## STATED TASK
Write out the records again, exactly, leaving none out.

— Start —

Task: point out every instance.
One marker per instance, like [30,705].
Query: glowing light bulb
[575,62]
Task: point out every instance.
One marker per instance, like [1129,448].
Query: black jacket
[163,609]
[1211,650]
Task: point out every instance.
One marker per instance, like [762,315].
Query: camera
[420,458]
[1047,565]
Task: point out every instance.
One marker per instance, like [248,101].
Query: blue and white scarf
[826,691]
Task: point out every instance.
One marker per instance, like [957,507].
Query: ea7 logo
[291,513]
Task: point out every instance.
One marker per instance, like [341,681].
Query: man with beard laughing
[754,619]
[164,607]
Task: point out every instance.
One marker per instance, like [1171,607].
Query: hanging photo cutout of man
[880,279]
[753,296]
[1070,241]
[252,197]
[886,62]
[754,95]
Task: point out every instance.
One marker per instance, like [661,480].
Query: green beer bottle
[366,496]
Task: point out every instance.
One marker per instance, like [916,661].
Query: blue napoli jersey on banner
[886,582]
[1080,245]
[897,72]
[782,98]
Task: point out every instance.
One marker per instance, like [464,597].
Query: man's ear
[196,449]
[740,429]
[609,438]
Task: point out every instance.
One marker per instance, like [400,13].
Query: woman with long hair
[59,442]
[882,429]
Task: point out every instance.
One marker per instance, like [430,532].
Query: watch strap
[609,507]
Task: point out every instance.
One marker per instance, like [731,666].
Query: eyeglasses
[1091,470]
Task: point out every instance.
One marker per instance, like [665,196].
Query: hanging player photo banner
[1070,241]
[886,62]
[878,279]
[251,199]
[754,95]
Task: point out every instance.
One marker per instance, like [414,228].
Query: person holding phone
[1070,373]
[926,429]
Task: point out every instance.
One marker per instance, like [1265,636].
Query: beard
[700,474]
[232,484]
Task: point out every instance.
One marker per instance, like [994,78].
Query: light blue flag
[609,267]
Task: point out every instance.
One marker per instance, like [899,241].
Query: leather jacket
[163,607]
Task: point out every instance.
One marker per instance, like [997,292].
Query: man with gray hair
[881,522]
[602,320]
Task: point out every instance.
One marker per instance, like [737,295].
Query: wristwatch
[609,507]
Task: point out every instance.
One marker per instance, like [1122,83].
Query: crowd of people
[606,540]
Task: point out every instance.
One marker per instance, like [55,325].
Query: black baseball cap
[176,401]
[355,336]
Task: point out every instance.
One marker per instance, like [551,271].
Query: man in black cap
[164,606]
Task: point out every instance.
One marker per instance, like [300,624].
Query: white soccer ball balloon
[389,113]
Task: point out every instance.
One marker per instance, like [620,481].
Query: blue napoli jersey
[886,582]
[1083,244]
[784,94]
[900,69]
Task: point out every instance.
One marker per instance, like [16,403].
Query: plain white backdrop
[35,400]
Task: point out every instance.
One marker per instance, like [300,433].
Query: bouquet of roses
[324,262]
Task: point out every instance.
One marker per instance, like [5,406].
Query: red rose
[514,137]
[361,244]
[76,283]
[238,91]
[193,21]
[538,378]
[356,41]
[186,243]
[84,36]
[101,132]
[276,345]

— End —

## THE REPLY
Task: point out every instance.
One marker per instance, like [30,705].
Query: glowing light bulb
[575,62]
Task: point out every instance.
One marker per instance, like [1129,448].
Query: black jacket
[163,609]
[1211,650]
Task: point out every instance.
One marker per instance, like [762,315].
Query: camera
[420,458]
[1047,565]
Task: point out every instance.
One marker per instance, like [248,101].
Query: blue and white scarf
[826,691]
Task: point out every instance.
One marker per instance, like [957,507].
Query: ea7 logo
[291,513]
Task: point out every instance.
One marker per instance, like [341,681].
Query: man with beard laughing
[754,619]
[164,607]
Task: point out every instance.
One marker per instance, like [1171,607].
Query: hanging photo cutout of man
[880,279]
[753,296]
[1070,241]
[252,197]
[886,62]
[754,95]
Task: point out every instance.
One marker per instance, like [661,480].
Query: green beer bottle
[366,496]
Task: point out every instance.
One marker per instance, like [916,661].
Query: blue napoli jersey on banner
[886,582]
[1080,245]
[897,72]
[782,98]
Task: point out every instance.
One marker per instance, like [464,597].
Query: man's ear
[196,449]
[740,429]
[609,438]
Task: point out every instance.
One marker per instance, like [400,13].
Query: woman with long hair
[59,442]
[882,429]
Task: point out every instance.
One marker per instance, like [430,532].
Query: watch strap
[609,507]
Task: point out every instance.
One marker per instance, like [731,666].
Query: eyeglasses
[1091,470]
Task: point out every instance.
One marker per instance, like [665,196].
Query: hanging player photo banner
[1070,241]
[886,62]
[878,279]
[251,199]
[754,95]
Task: point out every instance.
One marker per instance, like [414,228].
Query: person holding phone
[1070,373]
[926,429]
Task: point out every instance.
One marker per instance, like [1265,636].
Query: beard
[700,474]
[232,484]
Task: point out every instance.
One marker per instance, like [994,78].
Query: light blue flag
[609,267]
Task: point out every instance.
One marker per instance, like [899,241].
Query: leather jacket
[163,607]
Task: point out every instance.
One marker per instance, like [997,292].
Query: man with gray hair
[881,522]
[602,320]
Task: point out every instance.
One marker per instance, like [737,295].
Query: wristwatch
[609,507]
Task: point out every instance.
One marker per instance, like [1122,83].
Query: crowd of people
[606,540]
Task: point out every instance.
One marker per instance, like [55,325].
Query: black baseball cap
[176,401]
[355,336]
Task: point out every instance.
One marker per instance, like [551,271].
Query: man in black cap
[164,606]
Task: point out every instance.
One marker per instance, like [300,624].
Query: white soccer ball balloon
[389,113]
Task: point out every instance.
One marker per instance, like [620,481].
Query: blue napoli jersey
[886,582]
[1083,244]
[784,94]
[900,69]
Task: point out every instance.
One marker per instance, like [16,403].
Query: plain white backdrop
[35,400]
Task: point out every instance.
One marker per instance, like [300,433].
Query: bouquet of roses
[324,262]
Task: point out every instance.
One marker per instance, like [5,406].
Query: red rose
[514,137]
[361,244]
[76,283]
[238,91]
[193,21]
[538,378]
[356,41]
[186,243]
[84,36]
[101,132]
[276,345]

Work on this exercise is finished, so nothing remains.